- [Task to carry out] Scan the records for the line containing "the sky and". From there through the last line, write out each line exactly.

- [Given data]
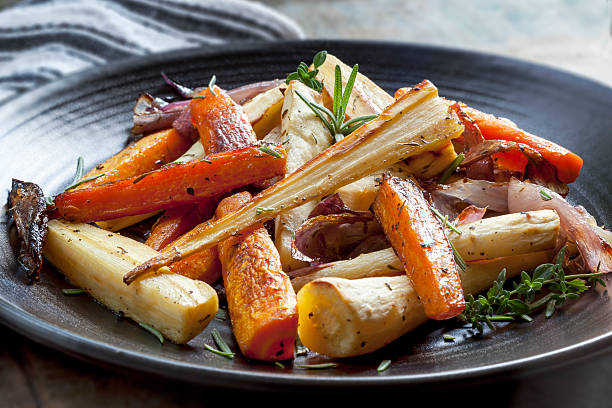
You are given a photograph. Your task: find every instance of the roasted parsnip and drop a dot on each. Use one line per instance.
(344, 318)
(304, 136)
(414, 123)
(261, 302)
(542, 225)
(96, 261)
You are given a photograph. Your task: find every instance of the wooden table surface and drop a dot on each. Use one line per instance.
(571, 35)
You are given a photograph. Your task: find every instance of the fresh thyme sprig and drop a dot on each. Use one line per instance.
(308, 77)
(334, 120)
(502, 305)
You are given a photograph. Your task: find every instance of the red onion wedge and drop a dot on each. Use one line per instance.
(596, 253)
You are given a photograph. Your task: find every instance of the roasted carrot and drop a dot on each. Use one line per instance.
(222, 126)
(420, 242)
(149, 153)
(174, 185)
(261, 300)
(221, 122)
(568, 164)
(176, 221)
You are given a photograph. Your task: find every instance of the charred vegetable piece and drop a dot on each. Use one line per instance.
(173, 185)
(421, 243)
(417, 122)
(27, 207)
(261, 301)
(566, 163)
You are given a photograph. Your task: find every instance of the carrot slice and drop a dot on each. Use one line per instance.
(222, 126)
(221, 122)
(149, 153)
(261, 300)
(173, 185)
(421, 244)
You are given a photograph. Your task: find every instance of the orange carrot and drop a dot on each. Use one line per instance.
(222, 126)
(262, 303)
(421, 244)
(149, 153)
(176, 221)
(174, 185)
(567, 164)
(221, 122)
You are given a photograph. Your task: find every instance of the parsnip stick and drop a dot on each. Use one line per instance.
(344, 318)
(414, 123)
(304, 136)
(96, 261)
(514, 229)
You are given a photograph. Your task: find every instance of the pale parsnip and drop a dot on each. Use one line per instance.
(96, 261)
(509, 234)
(264, 110)
(520, 233)
(344, 318)
(304, 137)
(416, 122)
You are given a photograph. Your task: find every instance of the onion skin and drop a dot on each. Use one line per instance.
(595, 251)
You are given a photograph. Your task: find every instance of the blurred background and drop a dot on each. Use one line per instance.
(572, 35)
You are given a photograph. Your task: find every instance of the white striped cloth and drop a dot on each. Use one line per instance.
(42, 40)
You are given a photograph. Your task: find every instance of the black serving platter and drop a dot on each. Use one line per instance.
(89, 114)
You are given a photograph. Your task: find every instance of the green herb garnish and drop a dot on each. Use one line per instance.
(78, 183)
(308, 77)
(544, 195)
(73, 291)
(153, 331)
(269, 151)
(451, 168)
(502, 305)
(321, 366)
(211, 85)
(334, 120)
(383, 366)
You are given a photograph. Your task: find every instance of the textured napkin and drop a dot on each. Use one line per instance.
(43, 40)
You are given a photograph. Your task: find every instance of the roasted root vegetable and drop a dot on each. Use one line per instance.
(344, 318)
(417, 122)
(305, 136)
(264, 110)
(420, 242)
(502, 237)
(96, 260)
(221, 123)
(261, 301)
(173, 185)
(149, 153)
(566, 163)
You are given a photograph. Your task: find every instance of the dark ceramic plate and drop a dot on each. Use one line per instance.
(88, 115)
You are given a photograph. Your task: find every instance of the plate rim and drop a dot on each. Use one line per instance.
(84, 348)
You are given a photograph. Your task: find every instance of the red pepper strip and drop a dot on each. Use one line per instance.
(173, 185)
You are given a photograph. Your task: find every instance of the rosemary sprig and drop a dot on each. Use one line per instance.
(502, 305)
(334, 120)
(451, 168)
(308, 77)
(544, 195)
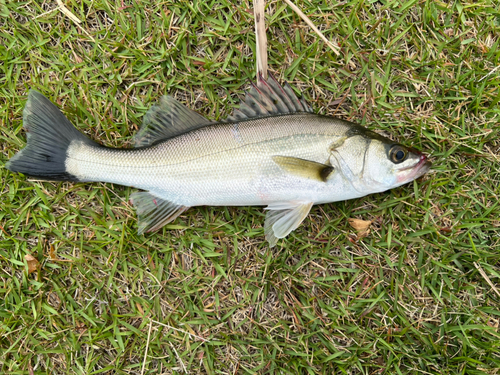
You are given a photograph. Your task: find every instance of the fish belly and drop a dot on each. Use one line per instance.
(223, 164)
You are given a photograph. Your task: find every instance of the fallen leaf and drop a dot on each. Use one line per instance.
(32, 263)
(361, 226)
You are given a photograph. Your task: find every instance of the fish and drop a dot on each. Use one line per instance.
(272, 151)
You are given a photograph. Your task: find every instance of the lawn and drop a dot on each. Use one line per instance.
(82, 293)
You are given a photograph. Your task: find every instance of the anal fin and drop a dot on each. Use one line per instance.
(284, 217)
(154, 212)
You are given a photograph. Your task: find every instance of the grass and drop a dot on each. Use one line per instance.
(418, 295)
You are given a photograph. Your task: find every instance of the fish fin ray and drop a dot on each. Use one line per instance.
(269, 98)
(154, 212)
(167, 119)
(284, 217)
(304, 168)
(50, 135)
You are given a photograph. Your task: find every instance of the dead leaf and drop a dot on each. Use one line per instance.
(361, 226)
(32, 263)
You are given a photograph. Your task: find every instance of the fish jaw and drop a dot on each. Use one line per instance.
(415, 171)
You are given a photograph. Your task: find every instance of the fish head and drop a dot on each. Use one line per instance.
(373, 163)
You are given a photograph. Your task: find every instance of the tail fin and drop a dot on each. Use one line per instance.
(49, 135)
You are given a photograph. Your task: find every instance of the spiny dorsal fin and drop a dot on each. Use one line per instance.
(269, 98)
(167, 119)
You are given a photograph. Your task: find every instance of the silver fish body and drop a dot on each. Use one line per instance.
(273, 151)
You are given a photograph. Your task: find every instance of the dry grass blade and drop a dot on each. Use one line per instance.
(306, 19)
(260, 39)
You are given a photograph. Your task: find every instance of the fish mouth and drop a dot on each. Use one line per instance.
(415, 171)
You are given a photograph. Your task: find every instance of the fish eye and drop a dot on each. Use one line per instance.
(397, 154)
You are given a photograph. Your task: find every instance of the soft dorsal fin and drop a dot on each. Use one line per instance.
(269, 98)
(167, 119)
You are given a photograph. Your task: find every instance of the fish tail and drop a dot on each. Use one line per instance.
(50, 135)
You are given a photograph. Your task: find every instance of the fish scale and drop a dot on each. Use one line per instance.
(273, 151)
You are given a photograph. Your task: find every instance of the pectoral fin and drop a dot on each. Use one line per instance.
(154, 212)
(283, 218)
(304, 168)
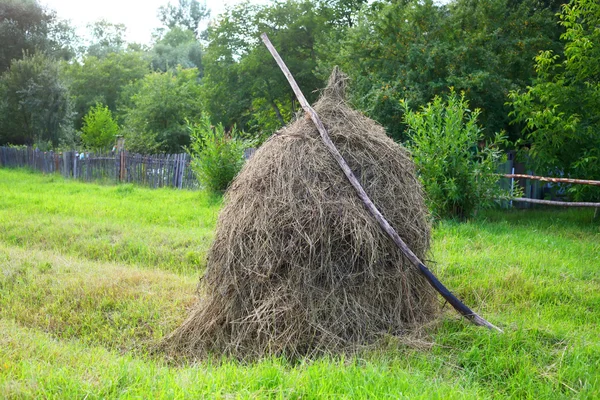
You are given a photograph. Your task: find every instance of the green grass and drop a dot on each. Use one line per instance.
(91, 277)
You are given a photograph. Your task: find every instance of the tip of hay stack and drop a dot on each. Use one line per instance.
(298, 266)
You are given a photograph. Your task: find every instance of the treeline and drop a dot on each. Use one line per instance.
(531, 66)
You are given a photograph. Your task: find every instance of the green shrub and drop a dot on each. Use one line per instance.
(99, 128)
(217, 156)
(456, 167)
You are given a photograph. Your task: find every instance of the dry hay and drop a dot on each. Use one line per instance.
(298, 265)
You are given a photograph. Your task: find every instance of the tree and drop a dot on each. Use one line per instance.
(217, 156)
(242, 83)
(177, 47)
(99, 129)
(187, 15)
(26, 27)
(163, 104)
(561, 110)
(107, 38)
(36, 107)
(415, 50)
(456, 167)
(103, 80)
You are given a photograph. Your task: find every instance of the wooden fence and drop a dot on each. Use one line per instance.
(159, 170)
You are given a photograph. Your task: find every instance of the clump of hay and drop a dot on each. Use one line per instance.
(298, 265)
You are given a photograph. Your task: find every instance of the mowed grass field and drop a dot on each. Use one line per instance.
(91, 277)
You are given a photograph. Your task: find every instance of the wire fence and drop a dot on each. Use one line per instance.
(155, 171)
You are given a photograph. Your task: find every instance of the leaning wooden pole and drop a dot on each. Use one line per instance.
(385, 225)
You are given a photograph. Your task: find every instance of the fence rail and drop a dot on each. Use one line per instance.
(556, 180)
(159, 170)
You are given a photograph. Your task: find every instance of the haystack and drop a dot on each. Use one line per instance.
(298, 265)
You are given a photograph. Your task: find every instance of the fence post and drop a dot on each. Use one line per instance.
(74, 165)
(183, 160)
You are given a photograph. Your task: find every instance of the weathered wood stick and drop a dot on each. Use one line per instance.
(557, 180)
(557, 203)
(385, 225)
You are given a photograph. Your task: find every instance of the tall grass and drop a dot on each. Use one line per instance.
(91, 277)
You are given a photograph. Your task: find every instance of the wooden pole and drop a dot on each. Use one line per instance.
(556, 180)
(385, 225)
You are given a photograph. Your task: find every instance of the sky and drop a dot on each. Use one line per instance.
(139, 16)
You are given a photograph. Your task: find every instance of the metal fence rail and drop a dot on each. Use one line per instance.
(158, 170)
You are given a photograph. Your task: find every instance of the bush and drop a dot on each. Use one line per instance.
(217, 156)
(99, 128)
(457, 168)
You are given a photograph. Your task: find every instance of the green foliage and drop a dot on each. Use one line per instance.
(106, 38)
(103, 80)
(35, 106)
(561, 109)
(99, 128)
(415, 50)
(242, 83)
(93, 276)
(456, 166)
(217, 156)
(187, 15)
(177, 47)
(156, 119)
(26, 28)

- [Solution for this task]
You are given a photograph. Your task: find every instance of the sky and drop a dot on each. Use one line per instance.
(139, 16)
You are given a photograph. Your task: find every instance of the metal fence rail and drop a dot on each. Use one line per instance.
(158, 170)
You are given a photograph. Your task: find every instance of the bush and drop a dot on each. Use one line per instance.
(217, 156)
(99, 128)
(457, 168)
You are given a photograph. Your task: find every instance of the green foliage and drop a dot on each. Use one line per instance.
(106, 38)
(103, 80)
(35, 106)
(561, 109)
(99, 128)
(415, 50)
(242, 83)
(93, 276)
(456, 166)
(217, 156)
(187, 15)
(177, 47)
(156, 119)
(26, 28)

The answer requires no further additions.